:: Problem ::
Would you quote the material below in full and unchanged?

:: Extracted records ::
________

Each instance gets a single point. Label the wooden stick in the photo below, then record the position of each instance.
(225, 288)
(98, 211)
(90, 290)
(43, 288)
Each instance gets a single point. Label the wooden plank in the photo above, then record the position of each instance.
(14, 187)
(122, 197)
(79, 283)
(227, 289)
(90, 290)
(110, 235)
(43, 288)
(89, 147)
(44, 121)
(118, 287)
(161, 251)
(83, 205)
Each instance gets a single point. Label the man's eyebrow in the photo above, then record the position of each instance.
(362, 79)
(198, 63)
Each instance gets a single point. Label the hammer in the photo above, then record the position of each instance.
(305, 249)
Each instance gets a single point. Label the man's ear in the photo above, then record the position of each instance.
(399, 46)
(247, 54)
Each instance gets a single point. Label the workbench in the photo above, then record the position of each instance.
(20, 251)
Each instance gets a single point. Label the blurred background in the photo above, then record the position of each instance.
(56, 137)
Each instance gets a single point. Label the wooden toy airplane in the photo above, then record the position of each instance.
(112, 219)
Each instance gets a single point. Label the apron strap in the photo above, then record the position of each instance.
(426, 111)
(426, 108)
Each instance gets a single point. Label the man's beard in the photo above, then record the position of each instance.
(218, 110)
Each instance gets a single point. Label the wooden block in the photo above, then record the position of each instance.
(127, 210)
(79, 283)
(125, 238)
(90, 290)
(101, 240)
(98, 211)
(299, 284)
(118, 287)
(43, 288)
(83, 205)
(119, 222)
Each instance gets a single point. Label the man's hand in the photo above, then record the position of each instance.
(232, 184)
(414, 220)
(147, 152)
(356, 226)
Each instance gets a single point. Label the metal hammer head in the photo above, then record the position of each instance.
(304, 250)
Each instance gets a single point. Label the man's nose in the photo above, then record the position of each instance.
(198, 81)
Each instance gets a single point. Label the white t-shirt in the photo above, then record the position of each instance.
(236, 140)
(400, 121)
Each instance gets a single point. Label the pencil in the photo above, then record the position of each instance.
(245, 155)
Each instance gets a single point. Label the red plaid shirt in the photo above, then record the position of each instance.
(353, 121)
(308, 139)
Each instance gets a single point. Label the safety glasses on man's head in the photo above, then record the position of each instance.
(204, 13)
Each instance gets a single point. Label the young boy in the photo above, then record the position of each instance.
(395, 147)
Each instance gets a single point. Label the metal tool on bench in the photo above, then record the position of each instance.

________

:: Task response ::
Each instance gets a single point. Label the wooden stick in the photo below, then record the position of each instance.
(225, 288)
(98, 211)
(90, 290)
(43, 288)
Each instance gets a single point. Label the wooden plank in the photo above, then record the position of each instance.
(14, 187)
(122, 197)
(79, 283)
(227, 289)
(90, 290)
(110, 235)
(43, 288)
(89, 147)
(44, 121)
(118, 287)
(161, 251)
(83, 205)
Each instance gets a single point. Label the man's eyebrow in the photo above, then record the position of each instance.
(362, 79)
(198, 63)
Each instance gets a single point. Label the hammer in the photo above, then record the position of each instance.
(305, 249)
Each instance gets a single point. Label the man's ear in the photo above, then record the position of each instance.
(399, 46)
(247, 54)
Each instance gets a single point. Label the workbench in the photo above, then record the position of each instance.
(20, 251)
Each instance gets a single point. Label the blurred background in the photo above, then record the position of each instance.
(56, 137)
Each instance gets a single point. Label the wooden toy airplane in the photo above, then record the position of each instance.
(112, 219)
Each instance gets a single point. Label the apron strap in the photo above, then record the position of each instance.
(426, 111)
(426, 108)
Each instance gets a single point. Label the man's beard in the photo above, then record the position of each instance.
(218, 110)
Each instance gets a single point. Label the wooden block in the photo above, then record the position of each instance.
(127, 210)
(79, 283)
(125, 238)
(90, 290)
(101, 240)
(98, 211)
(299, 284)
(118, 287)
(43, 288)
(83, 205)
(119, 222)
Each instance gets a single point. Label the man's hand in the photo above, then record the position of each instance.
(232, 184)
(414, 220)
(147, 152)
(356, 226)
Each instance gets a single point. Label the metal hammer head in the photo above, then record the position of each instance.
(304, 250)
Each instance gets a single point. Label the man's nose in the photo above, then record the position of each instance.
(198, 81)
Each instance gets a single point. Label the white t-shirt in the photo above, then record the position of each instance.
(236, 140)
(400, 121)
Each instance gets a single point. Label the pencil in the photo above, then record the position of each instance.
(245, 155)
Each instance gets a single point. Label the red plaid shirt in the photo above, then record the position of each instance.
(353, 121)
(308, 139)
Each instance gets a single point. Label the safety glasses on man's head in the photo above, then record the position of each instance.
(204, 13)
Each instance gets a single point. Label the young boy in the photo above, then record the position of each instance.
(395, 147)
Each instance gets a single point. Label the metal tool on bench in the photo above, then record the position of each instance.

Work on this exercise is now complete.